• [Stated problem]
In the rows below, quote word for word every line from the one containing "Q. Point out the cross" through the final line, including both of those lines.

• [Point annotation records]

_ _ _ _ _ _ _

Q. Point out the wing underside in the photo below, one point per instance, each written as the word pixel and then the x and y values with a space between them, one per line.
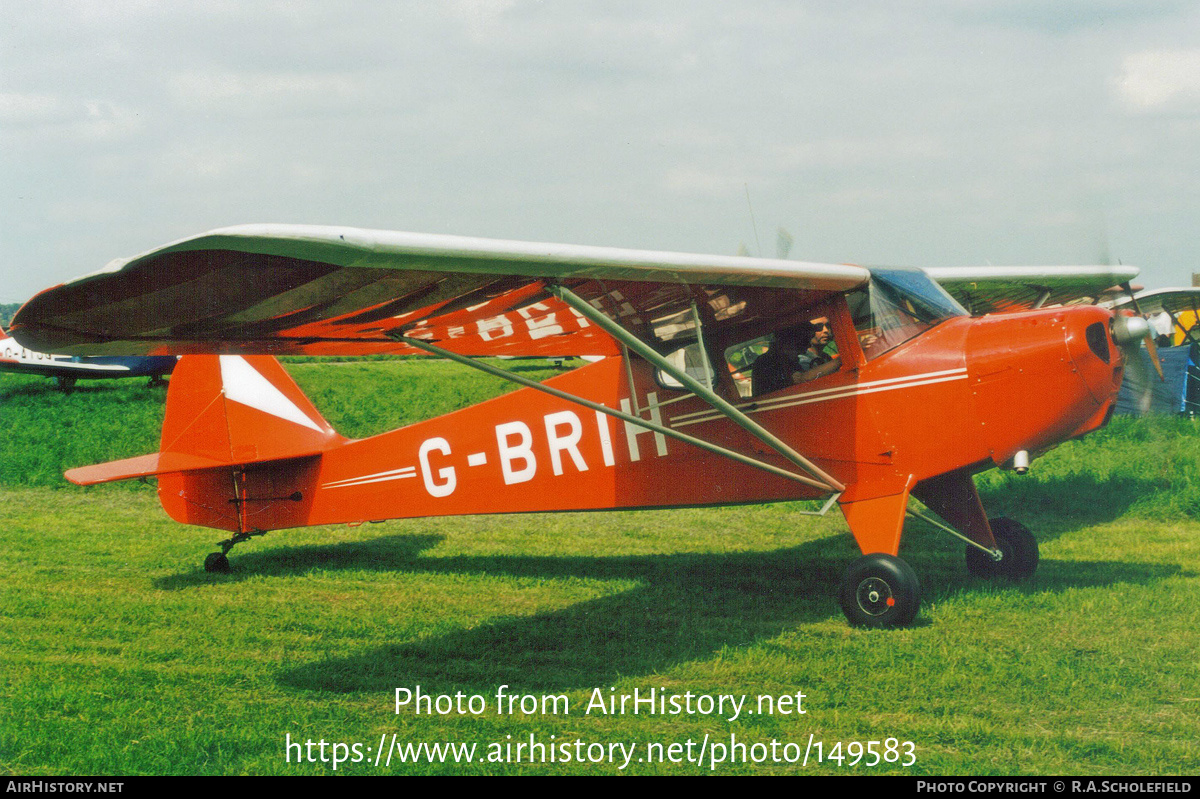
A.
pixel 292 289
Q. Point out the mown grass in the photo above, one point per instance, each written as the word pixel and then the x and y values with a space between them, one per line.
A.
pixel 123 656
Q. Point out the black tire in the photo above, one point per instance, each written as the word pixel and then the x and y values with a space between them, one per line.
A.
pixel 880 590
pixel 1018 547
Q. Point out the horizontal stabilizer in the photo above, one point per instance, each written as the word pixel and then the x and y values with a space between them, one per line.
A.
pixel 143 466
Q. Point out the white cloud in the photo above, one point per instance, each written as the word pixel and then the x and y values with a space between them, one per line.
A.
pixel 1153 79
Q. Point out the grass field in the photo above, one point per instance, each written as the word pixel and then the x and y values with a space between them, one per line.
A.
pixel 123 656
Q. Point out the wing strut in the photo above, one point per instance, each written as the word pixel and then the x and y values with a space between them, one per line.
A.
pixel 593 314
pixel 605 409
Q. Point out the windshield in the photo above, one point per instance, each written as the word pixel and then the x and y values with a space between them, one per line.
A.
pixel 897 306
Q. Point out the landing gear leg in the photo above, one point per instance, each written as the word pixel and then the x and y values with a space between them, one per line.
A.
pixel 1018 550
pixel 219 562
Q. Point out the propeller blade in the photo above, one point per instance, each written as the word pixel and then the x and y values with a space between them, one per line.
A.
pixel 1152 350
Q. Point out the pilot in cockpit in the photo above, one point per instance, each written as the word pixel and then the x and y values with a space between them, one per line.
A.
pixel 797 355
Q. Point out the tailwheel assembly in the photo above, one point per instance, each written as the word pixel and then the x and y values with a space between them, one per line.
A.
pixel 1018 553
pixel 880 590
pixel 219 562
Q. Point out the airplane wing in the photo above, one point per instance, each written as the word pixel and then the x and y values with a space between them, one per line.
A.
pixel 323 290
pixel 991 289
pixel 1171 300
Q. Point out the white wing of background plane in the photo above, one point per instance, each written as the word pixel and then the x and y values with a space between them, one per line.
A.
pixel 990 289
pixel 323 290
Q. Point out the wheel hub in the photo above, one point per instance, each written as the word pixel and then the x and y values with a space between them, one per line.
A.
pixel 875 596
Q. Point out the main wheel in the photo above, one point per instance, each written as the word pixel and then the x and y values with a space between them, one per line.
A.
pixel 880 590
pixel 1018 547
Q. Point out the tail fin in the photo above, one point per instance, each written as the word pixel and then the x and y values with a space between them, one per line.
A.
pixel 226 410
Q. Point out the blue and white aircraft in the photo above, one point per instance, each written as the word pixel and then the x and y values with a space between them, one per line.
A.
pixel 69 368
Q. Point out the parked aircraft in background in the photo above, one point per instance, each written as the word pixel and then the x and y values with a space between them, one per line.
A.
pixel 69 368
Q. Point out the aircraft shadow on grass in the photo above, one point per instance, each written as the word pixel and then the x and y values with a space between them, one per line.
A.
pixel 685 607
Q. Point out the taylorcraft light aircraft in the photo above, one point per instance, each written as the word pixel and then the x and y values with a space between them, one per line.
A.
pixel 69 368
pixel 922 395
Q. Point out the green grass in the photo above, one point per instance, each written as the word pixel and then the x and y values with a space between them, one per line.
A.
pixel 123 656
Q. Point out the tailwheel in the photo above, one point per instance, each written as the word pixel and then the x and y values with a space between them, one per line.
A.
pixel 1018 550
pixel 880 590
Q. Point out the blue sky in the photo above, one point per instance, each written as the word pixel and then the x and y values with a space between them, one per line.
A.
pixel 925 133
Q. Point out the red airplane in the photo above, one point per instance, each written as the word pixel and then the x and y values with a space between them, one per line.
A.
pixel 918 397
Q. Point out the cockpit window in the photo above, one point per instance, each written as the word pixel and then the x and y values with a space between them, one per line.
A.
pixel 897 306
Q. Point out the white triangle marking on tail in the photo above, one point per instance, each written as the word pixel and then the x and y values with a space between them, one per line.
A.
pixel 245 385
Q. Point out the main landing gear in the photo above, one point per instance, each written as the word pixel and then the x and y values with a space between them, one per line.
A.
pixel 219 562
pixel 1018 553
pixel 881 590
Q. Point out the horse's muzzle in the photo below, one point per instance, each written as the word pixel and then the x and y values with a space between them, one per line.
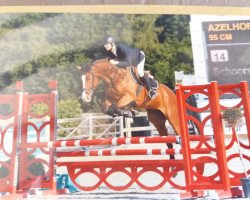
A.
pixel 86 97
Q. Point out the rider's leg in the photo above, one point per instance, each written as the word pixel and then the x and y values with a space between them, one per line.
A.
pixel 145 80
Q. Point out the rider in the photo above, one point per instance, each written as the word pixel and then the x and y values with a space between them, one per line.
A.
pixel 123 56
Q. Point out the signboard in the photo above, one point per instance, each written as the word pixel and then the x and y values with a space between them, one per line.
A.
pixel 227 50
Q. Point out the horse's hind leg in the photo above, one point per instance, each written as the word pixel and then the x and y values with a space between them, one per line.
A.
pixel 157 118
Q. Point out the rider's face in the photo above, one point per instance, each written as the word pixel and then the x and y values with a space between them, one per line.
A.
pixel 108 46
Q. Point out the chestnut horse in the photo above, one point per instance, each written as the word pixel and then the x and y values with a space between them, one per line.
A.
pixel 122 91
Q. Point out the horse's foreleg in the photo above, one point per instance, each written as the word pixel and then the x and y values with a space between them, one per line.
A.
pixel 159 120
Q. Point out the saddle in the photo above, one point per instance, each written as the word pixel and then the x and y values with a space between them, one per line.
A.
pixel 134 75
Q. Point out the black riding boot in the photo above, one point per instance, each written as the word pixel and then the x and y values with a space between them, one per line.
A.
pixel 151 92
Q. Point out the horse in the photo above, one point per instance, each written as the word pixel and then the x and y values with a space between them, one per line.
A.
pixel 123 91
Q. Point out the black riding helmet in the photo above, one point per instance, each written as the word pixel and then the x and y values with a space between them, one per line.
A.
pixel 108 40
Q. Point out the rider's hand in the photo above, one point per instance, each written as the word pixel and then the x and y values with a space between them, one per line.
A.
pixel 113 62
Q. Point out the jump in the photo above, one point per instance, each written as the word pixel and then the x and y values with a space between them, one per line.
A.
pixel 123 92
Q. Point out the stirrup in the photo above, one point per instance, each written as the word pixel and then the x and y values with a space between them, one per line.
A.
pixel 152 93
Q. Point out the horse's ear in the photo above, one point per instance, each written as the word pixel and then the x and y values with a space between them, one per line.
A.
pixel 79 67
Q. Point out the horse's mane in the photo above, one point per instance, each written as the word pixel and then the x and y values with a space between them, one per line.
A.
pixel 87 68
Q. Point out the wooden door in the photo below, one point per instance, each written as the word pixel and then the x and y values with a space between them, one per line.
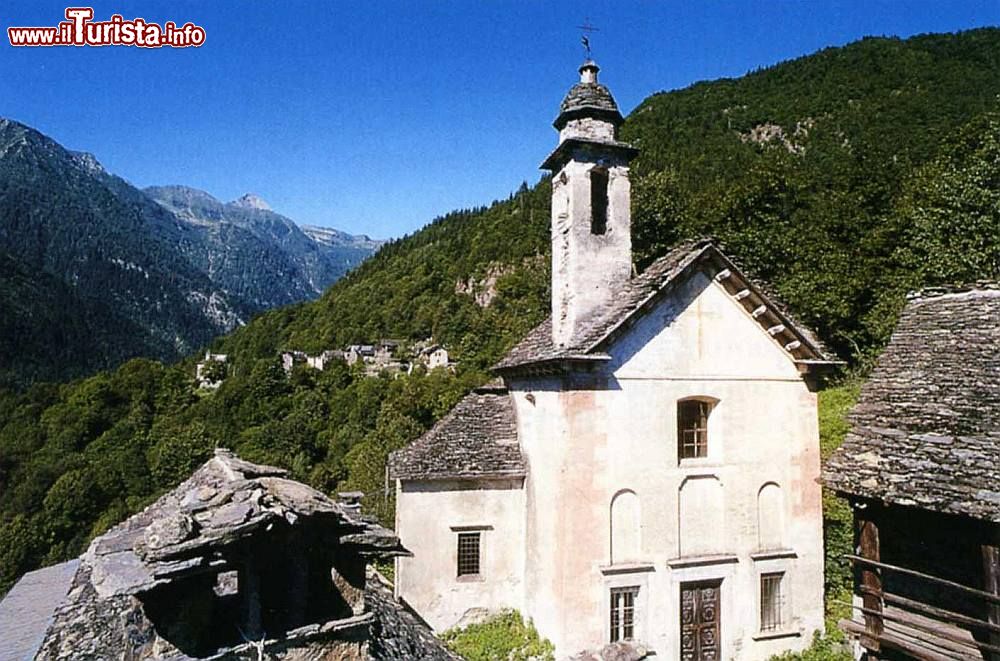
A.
pixel 700 621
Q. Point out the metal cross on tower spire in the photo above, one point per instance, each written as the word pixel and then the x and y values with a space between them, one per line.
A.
pixel 587 30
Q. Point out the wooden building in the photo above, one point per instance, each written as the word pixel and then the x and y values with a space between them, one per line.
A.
pixel 921 469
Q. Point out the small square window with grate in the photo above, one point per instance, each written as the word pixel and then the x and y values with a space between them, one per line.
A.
pixel 468 553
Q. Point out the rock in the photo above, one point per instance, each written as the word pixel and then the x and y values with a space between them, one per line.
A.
pixel 231 515
pixel 169 531
pixel 621 651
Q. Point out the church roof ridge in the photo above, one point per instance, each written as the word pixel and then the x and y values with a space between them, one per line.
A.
pixel 537 351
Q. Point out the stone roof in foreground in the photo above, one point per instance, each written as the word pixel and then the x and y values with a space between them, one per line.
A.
pixel 226 500
pixel 478 438
pixel 97 608
pixel 27 611
pixel 926 429
pixel 537 351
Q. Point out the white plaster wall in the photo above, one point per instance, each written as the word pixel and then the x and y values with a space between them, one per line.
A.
pixel 585 266
pixel 588 128
pixel 584 443
pixel 426 514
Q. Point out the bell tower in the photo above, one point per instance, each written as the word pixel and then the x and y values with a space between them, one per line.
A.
pixel 591 223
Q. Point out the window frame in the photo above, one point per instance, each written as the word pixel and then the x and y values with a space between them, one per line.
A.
pixel 464 555
pixel 701 430
pixel 623 612
pixel 772 612
pixel 600 200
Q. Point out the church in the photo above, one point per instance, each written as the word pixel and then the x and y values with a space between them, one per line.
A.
pixel 645 466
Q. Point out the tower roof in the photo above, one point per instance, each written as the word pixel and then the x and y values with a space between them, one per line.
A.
pixel 588 98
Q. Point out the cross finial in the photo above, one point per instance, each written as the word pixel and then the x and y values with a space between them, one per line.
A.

_ _ _ _ _ _ _

• [Written reply]
Q. Point out the cross finial in the photo above, one point per instance, each written as the word pixel and then the x and y values with a space between them, one per line.
A.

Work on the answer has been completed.